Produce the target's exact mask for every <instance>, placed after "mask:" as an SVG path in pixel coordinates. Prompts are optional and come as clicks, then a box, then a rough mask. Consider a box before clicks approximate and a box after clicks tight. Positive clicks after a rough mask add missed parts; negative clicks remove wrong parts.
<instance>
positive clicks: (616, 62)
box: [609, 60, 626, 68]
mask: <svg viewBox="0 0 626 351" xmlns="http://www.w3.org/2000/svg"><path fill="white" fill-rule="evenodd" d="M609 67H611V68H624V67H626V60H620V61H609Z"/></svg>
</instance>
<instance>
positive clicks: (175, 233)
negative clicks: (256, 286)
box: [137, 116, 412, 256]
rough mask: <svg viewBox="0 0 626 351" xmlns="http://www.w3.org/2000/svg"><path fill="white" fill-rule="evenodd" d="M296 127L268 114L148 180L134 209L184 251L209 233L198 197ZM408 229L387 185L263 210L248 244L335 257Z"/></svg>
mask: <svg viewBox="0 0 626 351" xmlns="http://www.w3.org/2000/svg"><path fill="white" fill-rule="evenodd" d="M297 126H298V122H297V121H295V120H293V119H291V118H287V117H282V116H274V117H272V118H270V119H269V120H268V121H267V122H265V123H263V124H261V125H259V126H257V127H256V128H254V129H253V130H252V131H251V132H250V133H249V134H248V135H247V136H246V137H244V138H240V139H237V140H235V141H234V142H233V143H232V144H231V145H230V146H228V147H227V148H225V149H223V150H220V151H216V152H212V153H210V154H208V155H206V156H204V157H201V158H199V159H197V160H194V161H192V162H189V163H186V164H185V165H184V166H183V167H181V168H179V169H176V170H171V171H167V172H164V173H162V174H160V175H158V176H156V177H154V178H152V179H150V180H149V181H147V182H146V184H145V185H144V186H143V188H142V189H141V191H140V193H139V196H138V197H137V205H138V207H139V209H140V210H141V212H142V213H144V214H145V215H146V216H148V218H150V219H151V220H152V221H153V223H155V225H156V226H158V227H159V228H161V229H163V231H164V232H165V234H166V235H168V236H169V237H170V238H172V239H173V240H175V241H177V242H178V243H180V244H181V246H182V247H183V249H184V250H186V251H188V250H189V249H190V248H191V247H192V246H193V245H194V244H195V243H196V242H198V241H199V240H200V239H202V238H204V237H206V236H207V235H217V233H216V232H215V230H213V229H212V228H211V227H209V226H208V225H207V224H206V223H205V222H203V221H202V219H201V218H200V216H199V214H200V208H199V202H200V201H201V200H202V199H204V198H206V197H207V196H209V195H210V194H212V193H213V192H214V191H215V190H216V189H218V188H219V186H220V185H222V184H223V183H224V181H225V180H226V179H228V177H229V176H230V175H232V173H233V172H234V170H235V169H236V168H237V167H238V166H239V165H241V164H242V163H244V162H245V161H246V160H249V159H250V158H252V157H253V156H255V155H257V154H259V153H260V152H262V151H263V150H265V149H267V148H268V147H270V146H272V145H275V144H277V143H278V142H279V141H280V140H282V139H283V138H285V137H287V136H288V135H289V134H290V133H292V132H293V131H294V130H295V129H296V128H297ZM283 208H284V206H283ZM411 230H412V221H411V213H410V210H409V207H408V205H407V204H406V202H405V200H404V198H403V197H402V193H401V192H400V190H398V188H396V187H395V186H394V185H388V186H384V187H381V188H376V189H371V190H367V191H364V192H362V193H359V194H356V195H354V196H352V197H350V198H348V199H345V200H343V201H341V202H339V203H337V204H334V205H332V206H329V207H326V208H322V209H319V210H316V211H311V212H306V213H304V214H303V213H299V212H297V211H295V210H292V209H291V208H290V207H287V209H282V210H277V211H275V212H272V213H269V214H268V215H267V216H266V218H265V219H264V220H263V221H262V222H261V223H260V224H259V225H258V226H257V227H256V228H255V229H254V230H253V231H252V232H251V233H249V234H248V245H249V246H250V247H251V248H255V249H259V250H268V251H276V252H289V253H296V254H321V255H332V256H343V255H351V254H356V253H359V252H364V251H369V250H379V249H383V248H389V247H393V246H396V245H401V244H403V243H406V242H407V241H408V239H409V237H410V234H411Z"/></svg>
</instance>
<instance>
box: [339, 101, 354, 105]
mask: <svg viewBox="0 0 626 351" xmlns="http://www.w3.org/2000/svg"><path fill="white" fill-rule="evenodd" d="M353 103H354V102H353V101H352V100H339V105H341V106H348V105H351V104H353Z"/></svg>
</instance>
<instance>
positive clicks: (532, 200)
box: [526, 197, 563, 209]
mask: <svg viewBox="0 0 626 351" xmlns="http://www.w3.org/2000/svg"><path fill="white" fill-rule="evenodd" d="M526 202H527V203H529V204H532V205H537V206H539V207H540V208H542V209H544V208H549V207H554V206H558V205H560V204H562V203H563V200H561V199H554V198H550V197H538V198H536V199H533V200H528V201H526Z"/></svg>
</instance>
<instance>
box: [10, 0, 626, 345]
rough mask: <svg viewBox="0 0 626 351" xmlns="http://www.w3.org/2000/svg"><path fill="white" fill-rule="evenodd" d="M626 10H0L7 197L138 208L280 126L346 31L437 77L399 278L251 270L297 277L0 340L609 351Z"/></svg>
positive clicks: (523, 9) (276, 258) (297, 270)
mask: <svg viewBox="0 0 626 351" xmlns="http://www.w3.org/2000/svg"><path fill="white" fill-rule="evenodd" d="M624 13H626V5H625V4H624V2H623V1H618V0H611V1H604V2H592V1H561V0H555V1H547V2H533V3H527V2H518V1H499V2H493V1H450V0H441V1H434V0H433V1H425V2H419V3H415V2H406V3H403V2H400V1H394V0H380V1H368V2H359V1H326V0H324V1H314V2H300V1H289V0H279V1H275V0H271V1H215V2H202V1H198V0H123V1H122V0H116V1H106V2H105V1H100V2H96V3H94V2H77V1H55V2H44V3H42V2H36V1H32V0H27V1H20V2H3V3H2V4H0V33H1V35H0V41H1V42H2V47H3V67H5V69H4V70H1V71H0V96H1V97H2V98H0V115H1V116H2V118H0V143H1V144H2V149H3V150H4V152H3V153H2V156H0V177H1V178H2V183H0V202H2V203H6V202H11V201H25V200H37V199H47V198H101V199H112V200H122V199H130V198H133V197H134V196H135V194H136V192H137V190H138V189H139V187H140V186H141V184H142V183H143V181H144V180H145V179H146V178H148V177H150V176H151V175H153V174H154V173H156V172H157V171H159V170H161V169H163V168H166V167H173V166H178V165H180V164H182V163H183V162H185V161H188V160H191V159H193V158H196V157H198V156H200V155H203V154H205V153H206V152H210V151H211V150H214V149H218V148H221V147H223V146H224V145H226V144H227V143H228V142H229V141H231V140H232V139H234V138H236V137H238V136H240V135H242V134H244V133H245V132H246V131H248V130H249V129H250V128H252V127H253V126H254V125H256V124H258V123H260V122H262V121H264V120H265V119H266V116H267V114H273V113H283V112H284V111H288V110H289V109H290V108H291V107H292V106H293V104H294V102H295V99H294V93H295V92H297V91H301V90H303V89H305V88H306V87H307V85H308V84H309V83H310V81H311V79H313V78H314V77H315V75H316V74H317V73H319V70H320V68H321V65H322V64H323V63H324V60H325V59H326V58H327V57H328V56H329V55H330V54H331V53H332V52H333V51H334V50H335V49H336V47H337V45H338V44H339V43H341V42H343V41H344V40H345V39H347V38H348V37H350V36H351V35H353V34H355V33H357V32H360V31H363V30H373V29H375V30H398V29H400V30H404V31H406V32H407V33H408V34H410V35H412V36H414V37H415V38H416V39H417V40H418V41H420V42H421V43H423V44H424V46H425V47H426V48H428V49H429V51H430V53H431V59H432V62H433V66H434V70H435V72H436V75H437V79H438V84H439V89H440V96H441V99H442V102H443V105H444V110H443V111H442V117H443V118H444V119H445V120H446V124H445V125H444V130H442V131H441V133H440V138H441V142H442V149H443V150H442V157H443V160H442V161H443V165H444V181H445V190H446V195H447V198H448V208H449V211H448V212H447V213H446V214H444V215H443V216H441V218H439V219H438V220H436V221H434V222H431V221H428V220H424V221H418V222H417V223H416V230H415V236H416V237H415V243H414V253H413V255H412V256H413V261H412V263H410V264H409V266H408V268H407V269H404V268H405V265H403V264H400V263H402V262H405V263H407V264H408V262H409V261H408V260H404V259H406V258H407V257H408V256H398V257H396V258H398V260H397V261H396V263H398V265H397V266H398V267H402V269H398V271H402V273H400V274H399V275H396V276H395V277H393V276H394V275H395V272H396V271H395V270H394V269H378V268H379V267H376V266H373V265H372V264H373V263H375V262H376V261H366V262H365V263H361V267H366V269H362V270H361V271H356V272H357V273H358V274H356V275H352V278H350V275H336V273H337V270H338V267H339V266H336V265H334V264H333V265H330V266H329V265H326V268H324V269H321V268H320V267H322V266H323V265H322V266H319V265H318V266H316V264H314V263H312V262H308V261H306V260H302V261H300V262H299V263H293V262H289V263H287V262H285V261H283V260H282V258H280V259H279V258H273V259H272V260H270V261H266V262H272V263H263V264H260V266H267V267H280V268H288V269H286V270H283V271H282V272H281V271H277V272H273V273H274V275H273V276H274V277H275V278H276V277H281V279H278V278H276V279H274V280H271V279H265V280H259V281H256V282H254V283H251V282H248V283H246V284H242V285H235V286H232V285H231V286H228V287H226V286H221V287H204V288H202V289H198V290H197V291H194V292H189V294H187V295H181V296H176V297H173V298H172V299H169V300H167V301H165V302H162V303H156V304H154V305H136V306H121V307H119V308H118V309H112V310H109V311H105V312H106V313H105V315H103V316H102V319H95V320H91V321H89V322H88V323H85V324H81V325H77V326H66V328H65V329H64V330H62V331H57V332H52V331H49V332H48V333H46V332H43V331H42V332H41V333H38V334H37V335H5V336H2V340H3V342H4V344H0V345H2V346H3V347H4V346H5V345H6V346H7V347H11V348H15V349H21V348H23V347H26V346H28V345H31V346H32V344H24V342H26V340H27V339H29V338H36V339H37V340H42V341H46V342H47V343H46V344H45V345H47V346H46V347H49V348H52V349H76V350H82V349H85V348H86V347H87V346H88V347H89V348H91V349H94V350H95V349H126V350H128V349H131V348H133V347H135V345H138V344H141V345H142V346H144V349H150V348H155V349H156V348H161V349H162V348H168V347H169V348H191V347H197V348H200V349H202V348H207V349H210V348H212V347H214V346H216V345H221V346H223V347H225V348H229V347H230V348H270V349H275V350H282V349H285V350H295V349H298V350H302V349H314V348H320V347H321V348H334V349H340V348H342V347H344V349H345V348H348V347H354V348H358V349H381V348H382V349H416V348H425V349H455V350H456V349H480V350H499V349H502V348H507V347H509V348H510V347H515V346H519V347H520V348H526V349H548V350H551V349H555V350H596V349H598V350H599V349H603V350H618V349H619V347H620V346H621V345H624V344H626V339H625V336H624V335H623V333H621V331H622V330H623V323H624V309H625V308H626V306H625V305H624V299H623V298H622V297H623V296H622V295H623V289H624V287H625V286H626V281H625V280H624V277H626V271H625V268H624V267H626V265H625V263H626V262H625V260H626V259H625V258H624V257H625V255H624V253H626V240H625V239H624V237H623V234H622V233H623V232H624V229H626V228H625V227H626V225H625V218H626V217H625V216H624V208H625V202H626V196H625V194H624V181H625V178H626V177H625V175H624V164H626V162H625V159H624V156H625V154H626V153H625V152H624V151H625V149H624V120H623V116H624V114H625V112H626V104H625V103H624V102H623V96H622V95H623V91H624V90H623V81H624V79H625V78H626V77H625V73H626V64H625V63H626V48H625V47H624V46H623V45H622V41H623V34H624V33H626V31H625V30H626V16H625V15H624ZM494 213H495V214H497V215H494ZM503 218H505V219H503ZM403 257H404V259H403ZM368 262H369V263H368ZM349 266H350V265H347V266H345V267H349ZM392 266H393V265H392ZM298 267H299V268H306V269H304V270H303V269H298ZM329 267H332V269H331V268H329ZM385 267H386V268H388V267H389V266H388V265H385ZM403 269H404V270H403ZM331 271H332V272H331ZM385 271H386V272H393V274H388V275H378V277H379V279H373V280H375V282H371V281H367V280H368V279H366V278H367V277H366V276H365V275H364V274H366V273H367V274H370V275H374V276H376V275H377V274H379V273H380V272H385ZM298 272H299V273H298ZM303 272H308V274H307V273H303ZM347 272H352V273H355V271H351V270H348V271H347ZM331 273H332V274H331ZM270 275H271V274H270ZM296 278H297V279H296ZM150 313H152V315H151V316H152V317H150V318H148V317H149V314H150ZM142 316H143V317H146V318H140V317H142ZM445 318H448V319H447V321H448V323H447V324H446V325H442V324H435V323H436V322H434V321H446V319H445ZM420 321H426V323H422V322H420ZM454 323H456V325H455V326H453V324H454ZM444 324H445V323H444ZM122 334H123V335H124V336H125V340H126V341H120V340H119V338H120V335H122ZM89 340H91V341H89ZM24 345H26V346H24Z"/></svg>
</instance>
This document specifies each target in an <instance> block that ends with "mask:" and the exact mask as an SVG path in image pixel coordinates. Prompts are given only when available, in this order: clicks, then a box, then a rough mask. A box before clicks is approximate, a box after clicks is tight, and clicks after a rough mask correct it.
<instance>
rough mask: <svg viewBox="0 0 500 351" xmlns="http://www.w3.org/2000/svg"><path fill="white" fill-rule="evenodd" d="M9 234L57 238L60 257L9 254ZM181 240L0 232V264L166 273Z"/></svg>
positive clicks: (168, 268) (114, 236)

→ **Required action**:
Stopping at the line containing "box: [137, 116, 412, 256]", please repeat exactly every line from the very start of the entries, that line included, and nothing more.

→ **Result of this exercise**:
Produce the target's exact mask for every <instance>, placed after "mask:" as an SVG path in pixel coordinates. Prompts are optional and come as clicks, then a box, then a rough mask. Consider a box before clicks approximate and a box after clicks tight. Positive clicks after a rough mask add missed parts; negative clicks remove wrong parts.
<instance>
positive clicks: (616, 62)
box: [609, 60, 626, 68]
mask: <svg viewBox="0 0 626 351" xmlns="http://www.w3.org/2000/svg"><path fill="white" fill-rule="evenodd" d="M609 67H611V68H624V67H626V60H620V61H609Z"/></svg>
</instance>
<instance>
positive clicks: (175, 233)
negative clicks: (256, 286)
box: [137, 116, 412, 256]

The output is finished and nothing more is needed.